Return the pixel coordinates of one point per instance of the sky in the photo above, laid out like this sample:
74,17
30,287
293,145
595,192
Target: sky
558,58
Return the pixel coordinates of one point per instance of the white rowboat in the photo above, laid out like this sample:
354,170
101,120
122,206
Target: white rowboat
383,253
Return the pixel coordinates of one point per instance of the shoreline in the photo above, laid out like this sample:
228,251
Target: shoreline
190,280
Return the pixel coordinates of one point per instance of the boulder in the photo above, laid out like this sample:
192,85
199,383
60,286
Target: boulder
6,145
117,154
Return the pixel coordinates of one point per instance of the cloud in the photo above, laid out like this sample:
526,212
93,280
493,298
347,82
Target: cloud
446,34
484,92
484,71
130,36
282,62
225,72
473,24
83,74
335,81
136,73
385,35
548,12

^^^^^^^^

What is asked: Copy all of the material above line for line, without changing a single character.

Exercise response:
Return the pixel coordinates of one point per instance of the sky in the photo above, laid out like this sample:
74,17
30,287
293,145
595,192
Target: sky
558,58
Return the pixel coordinates of one point per instance of the white rowboat in the photo above, laid out like this sample:
354,170
101,120
122,206
Target: white rowboat
383,253
Return the pixel coordinates of one point per instance of the shoreline in the photo above, laid out like this sample:
228,251
Target: shoreline
190,280
Return the pixel coordinates of one point per instance of the boulder in the photo above, laid out like this sample:
192,85
199,383
60,286
Target: boulder
6,145
117,154
Return the pixel coordinates of one point per instance of the cloud in the photo above, laid out like this sample:
526,212
93,280
493,298
347,82
Target: cloud
446,34
484,92
484,71
130,36
282,62
225,72
473,24
83,74
335,81
136,73
385,35
548,12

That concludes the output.